Copy verbatim the lines of the material below, starting at the line that contains "Each instance of the white" and continuing through the final line of the material, inclusive.

◆ **Labeled-object pointing entries**
§

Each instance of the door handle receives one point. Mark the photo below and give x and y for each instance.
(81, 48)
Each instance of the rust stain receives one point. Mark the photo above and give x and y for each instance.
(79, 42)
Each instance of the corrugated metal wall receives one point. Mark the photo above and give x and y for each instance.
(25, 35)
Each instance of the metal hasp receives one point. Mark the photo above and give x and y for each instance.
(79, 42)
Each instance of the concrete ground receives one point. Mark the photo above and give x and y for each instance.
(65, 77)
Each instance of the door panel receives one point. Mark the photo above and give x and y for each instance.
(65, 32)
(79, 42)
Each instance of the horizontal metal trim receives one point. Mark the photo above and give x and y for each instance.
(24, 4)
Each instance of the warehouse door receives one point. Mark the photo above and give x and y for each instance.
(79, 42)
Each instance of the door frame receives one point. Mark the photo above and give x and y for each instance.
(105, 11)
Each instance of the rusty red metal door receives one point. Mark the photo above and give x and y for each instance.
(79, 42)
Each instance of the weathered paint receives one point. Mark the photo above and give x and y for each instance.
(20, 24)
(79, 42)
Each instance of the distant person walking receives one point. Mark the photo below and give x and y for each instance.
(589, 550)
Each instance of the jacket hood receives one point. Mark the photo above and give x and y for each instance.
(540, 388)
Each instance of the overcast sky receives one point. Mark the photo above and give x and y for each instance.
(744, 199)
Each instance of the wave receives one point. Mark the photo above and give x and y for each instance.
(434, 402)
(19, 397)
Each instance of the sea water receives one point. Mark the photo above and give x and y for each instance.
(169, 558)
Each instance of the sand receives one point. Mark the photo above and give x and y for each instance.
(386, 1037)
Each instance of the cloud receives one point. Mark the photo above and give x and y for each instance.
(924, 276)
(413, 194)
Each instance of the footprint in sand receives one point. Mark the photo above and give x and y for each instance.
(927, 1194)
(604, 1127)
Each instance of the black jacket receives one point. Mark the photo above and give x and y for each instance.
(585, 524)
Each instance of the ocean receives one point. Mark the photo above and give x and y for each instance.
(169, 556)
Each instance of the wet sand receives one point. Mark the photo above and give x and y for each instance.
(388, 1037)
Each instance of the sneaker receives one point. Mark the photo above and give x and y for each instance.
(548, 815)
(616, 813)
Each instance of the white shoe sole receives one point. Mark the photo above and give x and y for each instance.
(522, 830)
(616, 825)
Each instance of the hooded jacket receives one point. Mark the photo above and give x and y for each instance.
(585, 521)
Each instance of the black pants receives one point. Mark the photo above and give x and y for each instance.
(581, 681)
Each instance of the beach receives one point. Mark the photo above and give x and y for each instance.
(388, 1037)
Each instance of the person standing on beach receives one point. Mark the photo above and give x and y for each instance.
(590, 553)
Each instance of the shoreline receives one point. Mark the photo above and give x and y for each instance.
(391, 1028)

§

◆ **Exercise response**
Each instance of the white shoe sole receives one point. Mark the photo above and give x and y for each instance.
(522, 830)
(616, 825)
Each instance of the hooded jacket receives one point. Mark the photo above and give x and y for each instance.
(585, 521)
Each instance of the black pants receives one point. Mark the photo above and give x and y for each instance.
(581, 681)
Each instance of the beach receives one point. Mark the photo above and give x and y for each instance.
(388, 1037)
Each instance of the person standing on beach receives one point. Mark the photo above and give x and y for each instance.
(590, 553)
Each instance of the shoreline receives one point. Mark the photo above and give x and y for each instance.
(391, 1028)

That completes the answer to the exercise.